Текст для разбора:

Еще месяцев за шесть до выборов президента в 1996 году никто не мог даже допустить, что со всем грузом ответственности за тяготы экономической ситуации, массовом разочаровании после приватизации, позоре первой чеченской войны, скандалов, связанных с ближайшими соратниками, — что со всем этим багажом, вполне закономерно приведшим к падению рейтинга президента до жалкого уровня, можно будет победить на выборах. Итоги президентских выборов 1996 года развеяли демократические иллюзии одних и стали приятной неожиданностью для других. Часть правящей элиты, боявшаяся выборов и, как утверждают журналисты, даже готовившая их отмену, поняла, что и с ними вполне можно жить. Тем более что при этом сохраняются все преимущества хороших отношений с западными странами, политикам которых свойственно почти маниакальное стремление добиваться организации свободных выборов едва ли не в каждом племени каннибалов.
Проведенная вне рамок каких-либо партийных структур, исключительно с помощью команд специалистов по избирательным технологиям, предвыборная кампания Б. Н. Ельцина продемонстрировала поразительные возможности новых форм регулирования, а точнее, манипулирования демократическими процессами. В кампании 1999 года этот опыт был успешно и более решительно использован и снова принес свои плоды.

Задания:
(1) Перепишите из текста о выборах 1996 года отрывок от слов «Проведенная вне рамок» до слов «принес свои плоды.» включительно.
(2) Как перевести на английский язык предложение из текста о выборах 1996 года: «Итоги президентских выборов 1996 года развеяли демократические иллюзии одних и стали приятной неожиданностью для других.»?
(3) Продолжите текст о выборах 1996 года, начав сразу после его последнего предложения.

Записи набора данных

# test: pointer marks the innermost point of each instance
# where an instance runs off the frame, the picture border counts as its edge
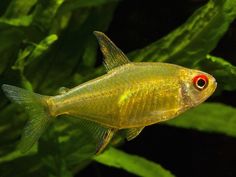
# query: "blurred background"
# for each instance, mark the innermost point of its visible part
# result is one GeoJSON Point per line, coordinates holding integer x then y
{"type": "Point", "coordinates": [131, 25]}
{"type": "Point", "coordinates": [186, 153]}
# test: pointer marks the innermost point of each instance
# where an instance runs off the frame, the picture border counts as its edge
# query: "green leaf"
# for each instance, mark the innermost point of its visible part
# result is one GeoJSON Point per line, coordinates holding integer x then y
{"type": "Point", "coordinates": [194, 39]}
{"type": "Point", "coordinates": [208, 117]}
{"type": "Point", "coordinates": [132, 163]}
{"type": "Point", "coordinates": [18, 8]}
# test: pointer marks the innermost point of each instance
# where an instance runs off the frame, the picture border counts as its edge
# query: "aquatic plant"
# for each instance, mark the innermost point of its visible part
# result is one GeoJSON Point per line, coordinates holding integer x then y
{"type": "Point", "coordinates": [49, 44]}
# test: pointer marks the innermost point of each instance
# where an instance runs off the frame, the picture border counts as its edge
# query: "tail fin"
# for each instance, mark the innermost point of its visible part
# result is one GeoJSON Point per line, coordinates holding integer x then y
{"type": "Point", "coordinates": [37, 109]}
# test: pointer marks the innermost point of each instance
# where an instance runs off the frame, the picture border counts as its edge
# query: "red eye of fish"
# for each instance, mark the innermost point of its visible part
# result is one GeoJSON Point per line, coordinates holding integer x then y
{"type": "Point", "coordinates": [200, 82]}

Ответы к заданиям:
(1)
Проведенная вне рамок каких-либо партийных структур, исключительно с помощью команд специалистов по избирательным технологиям, предвыборная кампания Б. Н. Ельцина продемонстрировала поразительные возможности новых форм регулирования, а точнее, манипулирования демократическими процессами. В кампании 1999 года этот опыт был успешно и более решительно использован и снова принес свои плоды.

(2) The results of the 1996 presidential election dispelled the democratic illusions of some and came as a pleasant surprise to others.

(3)
Утешаться можно лишь тем, что и это, похоже, не есть следствие исключительно нашей недемократичной политической культуры, низкого уровня сознательности и оттого легкой манипулируемости наших граждан. Крупнейший международный политический кризис продемонстрировал, что граждане каждой стороны, вовлеченной в конфликт, поддерживали именно ту позицию, какую пропагандировали привычные им средства массовой информации. Те, кто пытались составить собственную точку зрения, остались с ощущением полной зависимости от СМИ и так и не смогли до конца понять происходящего. Зато они хорошо осознали огромные возможности формирования общественного мнения с помощью ангажированных и подконтрольных правительствам средств информации. Создается впечатление, что не общественное мнение заставляет правительства действовать тем или иным образом, а правительства формируют нужное им общественное мнение в обеспечение поддержки своим действиям. И это становится общей тенденцией.
Современные теоретики диагностируют опасности, вызванные невероятным расширением возможностей целенаправленного формирования массовой лояльности. Для нас эта проблема актуальна еще в большей степени. Нужно признать, что мы не догоняем, а в определенном смысле обгоняем западные демократии по части маркетизации политической сферы. Приняв рыночный характер политических отношений как факт, нам следует искать способы, как нейтрализовать негативные последствия этого процесса, а не пытаться вернуться в безвозвратно ушедшее прошлое.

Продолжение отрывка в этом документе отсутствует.